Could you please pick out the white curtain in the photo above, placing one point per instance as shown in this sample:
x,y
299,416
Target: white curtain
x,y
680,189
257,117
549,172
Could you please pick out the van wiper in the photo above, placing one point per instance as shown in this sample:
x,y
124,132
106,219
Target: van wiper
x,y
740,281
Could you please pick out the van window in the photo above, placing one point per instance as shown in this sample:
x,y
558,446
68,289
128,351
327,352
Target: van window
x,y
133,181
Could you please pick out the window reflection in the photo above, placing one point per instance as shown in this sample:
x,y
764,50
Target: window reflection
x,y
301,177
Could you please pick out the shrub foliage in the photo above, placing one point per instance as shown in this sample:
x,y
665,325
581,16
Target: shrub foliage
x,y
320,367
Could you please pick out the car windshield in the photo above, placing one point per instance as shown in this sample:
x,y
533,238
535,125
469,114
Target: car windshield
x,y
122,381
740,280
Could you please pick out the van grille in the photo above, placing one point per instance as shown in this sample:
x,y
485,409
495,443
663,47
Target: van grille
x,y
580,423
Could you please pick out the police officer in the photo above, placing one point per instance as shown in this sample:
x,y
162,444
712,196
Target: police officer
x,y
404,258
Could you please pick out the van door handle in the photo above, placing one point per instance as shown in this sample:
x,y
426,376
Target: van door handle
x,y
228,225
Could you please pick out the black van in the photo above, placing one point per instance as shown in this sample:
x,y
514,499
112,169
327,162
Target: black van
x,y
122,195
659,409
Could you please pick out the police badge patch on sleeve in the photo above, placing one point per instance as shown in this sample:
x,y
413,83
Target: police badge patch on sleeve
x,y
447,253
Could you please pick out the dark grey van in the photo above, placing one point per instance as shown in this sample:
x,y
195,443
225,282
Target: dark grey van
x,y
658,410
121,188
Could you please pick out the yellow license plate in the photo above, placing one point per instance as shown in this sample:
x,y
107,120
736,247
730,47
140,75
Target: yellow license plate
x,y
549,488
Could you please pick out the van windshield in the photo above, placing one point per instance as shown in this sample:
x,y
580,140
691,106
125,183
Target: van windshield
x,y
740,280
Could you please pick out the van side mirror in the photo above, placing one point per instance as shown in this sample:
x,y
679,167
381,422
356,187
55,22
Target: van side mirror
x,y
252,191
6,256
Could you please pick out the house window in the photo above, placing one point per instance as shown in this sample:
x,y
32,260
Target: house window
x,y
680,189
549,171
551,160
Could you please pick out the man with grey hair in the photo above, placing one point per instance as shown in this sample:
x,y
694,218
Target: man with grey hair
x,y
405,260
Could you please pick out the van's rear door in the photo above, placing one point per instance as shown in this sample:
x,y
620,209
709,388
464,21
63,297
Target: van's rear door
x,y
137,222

________

Transcribe all of the material exactly. Omit nothing.

_EXERCISE RESULT_.
Could you please pick out the white curtain in the photo above, placing one point per instance as shown in this sample:
x,y
299,416
Target: white curtain
x,y
680,189
257,117
549,172
Could you please pick out the van wiper in the photo above, placing one point per instance as shown in this sample:
x,y
124,132
106,219
Target: van wiper
x,y
740,281
Could you please pick out the van window in the photo above, placing one point per instance as shown in this sample:
x,y
558,446
68,289
128,351
327,352
Target: van window
x,y
133,181
Could you please pick out the window reflection in the photo above, placing one point per instance as shown in this sample:
x,y
764,50
Target: window reflection
x,y
301,177
Could you please pick out the shrub foliage in the photo above, placing one point per instance as shown in this sample:
x,y
665,325
581,16
Target: shrub foliage
x,y
320,367
Could you please pick out the car windshield in the photo above, placing one point per instance as shown in this sample:
x,y
533,238
535,125
469,114
Target: car windshield
x,y
122,381
740,280
Could you please pick out the van grille in the photo above, placing one point per instance as shown in this sample:
x,y
485,409
495,443
663,47
Target: van grille
x,y
580,423
Could you please pick out the police officer in the photo above, placing one point per instance as shown in this sample:
x,y
162,444
712,196
Target: police officer
x,y
404,258
Could you please pick out the van door handle in the photo above, placing one point per instance as shown in this sample:
x,y
426,376
Target: van door handle
x,y
228,225
Could you please pick out the black van in the photo above, placing one point per instance as shown in this sample:
x,y
514,499
112,169
327,162
Target: black van
x,y
122,195
659,409
Could you please pick out the police badge patch on sleeve in the photo above, placing one point per instance as shown in this sample:
x,y
413,83
Target: police badge patch on sleeve
x,y
447,253
Could you please pick out the dark grey van in the photo above, placing one point per instance as shown in this sample:
x,y
195,443
225,282
Target: dark grey van
x,y
658,410
121,188
Could you please pick out the yellow license plate in the photo above, placing one point per instance as shown in this sample:
x,y
107,120
736,247
730,47
140,75
Target: yellow license plate
x,y
549,488
Could you please pick out the van windshield in the photo above, placing one point per instance as shown in this sample:
x,y
580,140
691,106
125,183
Target: van windshield
x,y
740,280
Could you please pick out the van side mirror in the photo above, placing one point per instance as shown in this sample:
x,y
679,167
381,422
356,187
55,22
Target: van side mirror
x,y
252,191
6,256
Could you please pick out the house window in the photo above, placing one point per instance as shown in this sample:
x,y
32,260
Target: house window
x,y
680,189
549,171
551,160
Could you please pick out the man with grey hair in the photo above, placing one point per instance as shown in this sample:
x,y
694,218
Target: man with grey hair
x,y
405,260
Could you please pick out the van's rear door in the photo above, placing one point per instance as shown in this sample:
x,y
620,209
709,388
464,21
63,297
Target: van's rear door
x,y
137,222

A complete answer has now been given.